Requirements -
How many lines in the rows below contain the string "target"? Reply with the number only.

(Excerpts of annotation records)
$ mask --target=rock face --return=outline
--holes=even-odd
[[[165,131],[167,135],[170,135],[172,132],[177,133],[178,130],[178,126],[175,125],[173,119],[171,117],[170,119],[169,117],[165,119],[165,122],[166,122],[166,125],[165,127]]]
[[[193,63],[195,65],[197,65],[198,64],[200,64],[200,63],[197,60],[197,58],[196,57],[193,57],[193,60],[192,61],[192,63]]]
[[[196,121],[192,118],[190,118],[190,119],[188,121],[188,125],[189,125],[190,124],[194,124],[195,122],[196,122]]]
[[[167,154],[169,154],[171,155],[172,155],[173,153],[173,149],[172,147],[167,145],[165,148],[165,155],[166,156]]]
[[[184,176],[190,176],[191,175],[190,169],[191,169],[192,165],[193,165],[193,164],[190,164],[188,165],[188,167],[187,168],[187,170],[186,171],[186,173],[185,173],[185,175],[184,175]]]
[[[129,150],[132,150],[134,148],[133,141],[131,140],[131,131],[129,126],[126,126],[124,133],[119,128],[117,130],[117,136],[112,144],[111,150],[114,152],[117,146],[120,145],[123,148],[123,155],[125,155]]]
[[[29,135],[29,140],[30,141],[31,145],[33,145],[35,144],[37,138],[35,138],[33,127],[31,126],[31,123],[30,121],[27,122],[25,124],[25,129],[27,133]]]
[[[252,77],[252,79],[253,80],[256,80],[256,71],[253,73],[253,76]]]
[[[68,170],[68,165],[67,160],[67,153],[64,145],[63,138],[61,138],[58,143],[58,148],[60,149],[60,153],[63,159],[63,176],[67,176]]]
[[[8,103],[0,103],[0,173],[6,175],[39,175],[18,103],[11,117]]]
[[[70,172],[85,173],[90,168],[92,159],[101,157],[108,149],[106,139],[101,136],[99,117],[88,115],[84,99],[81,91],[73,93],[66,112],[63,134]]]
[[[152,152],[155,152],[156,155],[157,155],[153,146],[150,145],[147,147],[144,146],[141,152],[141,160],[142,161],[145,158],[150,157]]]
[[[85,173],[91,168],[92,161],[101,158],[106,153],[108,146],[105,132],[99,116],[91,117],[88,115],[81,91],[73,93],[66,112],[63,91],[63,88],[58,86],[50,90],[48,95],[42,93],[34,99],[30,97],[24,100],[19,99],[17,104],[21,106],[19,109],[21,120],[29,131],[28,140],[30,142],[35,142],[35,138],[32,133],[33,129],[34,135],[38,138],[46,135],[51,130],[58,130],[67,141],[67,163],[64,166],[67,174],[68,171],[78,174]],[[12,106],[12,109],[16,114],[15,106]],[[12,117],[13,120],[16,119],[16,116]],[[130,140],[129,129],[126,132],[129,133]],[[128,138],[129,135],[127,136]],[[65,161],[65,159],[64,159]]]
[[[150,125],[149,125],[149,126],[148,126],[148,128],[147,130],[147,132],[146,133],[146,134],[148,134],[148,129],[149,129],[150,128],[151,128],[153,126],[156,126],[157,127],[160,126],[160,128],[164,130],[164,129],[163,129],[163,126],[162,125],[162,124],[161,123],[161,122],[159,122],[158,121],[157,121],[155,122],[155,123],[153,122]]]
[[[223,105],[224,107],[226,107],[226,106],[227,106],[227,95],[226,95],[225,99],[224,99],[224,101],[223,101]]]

Task result -
1